> EXERCISE
Update the part of the records that runs from the line containing "Point out every instance of the knitted" through the end of the records, replacing "cardigan" with "sweater" and leaving everything else as it is.

Collected data entries:

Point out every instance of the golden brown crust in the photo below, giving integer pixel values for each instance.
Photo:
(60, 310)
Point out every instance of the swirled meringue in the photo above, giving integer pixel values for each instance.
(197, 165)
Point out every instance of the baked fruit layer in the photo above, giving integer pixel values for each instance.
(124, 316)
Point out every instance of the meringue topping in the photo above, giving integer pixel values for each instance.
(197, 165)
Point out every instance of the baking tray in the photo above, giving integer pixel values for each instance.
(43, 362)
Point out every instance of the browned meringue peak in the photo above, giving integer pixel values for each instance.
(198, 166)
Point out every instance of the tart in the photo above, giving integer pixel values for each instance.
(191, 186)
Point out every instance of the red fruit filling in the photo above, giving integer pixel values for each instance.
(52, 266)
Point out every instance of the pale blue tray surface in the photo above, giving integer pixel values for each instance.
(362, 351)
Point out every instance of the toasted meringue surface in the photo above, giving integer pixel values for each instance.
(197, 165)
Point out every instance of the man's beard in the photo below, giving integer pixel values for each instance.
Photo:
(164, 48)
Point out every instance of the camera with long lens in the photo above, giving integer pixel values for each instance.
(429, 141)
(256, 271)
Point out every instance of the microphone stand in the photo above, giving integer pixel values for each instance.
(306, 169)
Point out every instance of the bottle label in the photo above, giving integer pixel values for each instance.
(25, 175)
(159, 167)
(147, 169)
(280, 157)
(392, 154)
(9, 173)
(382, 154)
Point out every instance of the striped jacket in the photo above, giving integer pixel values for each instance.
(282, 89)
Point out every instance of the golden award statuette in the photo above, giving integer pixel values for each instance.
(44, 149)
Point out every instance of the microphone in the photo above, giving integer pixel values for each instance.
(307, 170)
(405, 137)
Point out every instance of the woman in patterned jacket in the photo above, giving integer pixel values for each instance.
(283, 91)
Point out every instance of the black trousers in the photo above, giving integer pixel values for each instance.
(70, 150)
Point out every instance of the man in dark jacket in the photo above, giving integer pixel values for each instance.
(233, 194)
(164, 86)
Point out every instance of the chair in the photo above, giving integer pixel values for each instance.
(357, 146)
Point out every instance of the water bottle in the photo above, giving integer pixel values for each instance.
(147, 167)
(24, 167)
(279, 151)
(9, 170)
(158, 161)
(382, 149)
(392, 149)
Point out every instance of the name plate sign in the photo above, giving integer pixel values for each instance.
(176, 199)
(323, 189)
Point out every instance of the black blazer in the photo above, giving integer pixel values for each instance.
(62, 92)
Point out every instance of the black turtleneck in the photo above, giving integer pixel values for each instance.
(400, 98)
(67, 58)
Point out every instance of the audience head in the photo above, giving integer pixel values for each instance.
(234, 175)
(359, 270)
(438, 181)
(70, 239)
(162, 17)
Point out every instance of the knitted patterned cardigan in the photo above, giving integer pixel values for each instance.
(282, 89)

> COMPLETED TASK
Point out every instance of the knitted patterned sweater in the photo above, giving integer pixel values for each instance.
(282, 89)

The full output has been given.